Start of Given records
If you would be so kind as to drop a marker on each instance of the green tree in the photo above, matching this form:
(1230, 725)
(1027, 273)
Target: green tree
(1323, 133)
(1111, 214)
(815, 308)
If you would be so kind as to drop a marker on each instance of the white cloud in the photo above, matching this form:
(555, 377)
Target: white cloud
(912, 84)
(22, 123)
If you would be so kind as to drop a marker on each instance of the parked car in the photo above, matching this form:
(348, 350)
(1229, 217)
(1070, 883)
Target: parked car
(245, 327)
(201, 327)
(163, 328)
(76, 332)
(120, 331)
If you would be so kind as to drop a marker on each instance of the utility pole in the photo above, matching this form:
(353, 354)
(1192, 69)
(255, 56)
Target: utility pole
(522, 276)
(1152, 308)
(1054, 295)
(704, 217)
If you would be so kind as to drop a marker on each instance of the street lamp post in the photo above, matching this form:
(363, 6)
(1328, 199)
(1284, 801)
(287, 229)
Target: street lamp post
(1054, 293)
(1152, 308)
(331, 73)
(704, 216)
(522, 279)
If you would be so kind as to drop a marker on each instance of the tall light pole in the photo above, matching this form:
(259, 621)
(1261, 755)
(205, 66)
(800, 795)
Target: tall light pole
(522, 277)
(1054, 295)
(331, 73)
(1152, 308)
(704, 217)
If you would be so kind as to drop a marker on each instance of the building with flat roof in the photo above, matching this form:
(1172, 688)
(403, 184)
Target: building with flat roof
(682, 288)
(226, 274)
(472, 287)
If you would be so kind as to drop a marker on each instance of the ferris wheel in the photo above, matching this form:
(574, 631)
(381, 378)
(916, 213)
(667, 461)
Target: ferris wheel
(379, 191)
End of Given records
Start of Given records
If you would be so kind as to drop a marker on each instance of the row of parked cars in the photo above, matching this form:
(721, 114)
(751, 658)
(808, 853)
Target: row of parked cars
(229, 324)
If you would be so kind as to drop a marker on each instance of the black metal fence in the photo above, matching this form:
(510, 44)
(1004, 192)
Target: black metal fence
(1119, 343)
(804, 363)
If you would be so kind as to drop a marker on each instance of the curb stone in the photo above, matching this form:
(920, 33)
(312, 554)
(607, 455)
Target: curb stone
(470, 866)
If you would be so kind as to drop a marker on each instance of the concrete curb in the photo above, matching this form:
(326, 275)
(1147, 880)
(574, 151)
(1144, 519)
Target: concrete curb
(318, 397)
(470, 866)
End of Given records
Task objective.
Output, from the data above, the lines from the line with "of the green" to the line with "(1070, 883)" exactly as they stand, both ends included and nothing else.

Answer section.
If you would be so kind as to drop a marker on each instance of the green tree in the photo above, matching this form:
(1230, 725)
(1027, 273)
Target: green tree
(1323, 133)
(1111, 214)
(815, 308)
If you would be so kind as to drop a marker on each instance of the white cloud in the photo above, matching this form:
(555, 377)
Target: white cloud
(912, 84)
(22, 123)
If you would be so kind as to drop a marker on each instance of the parked car in the photo above, matching this form:
(348, 350)
(1229, 217)
(1070, 883)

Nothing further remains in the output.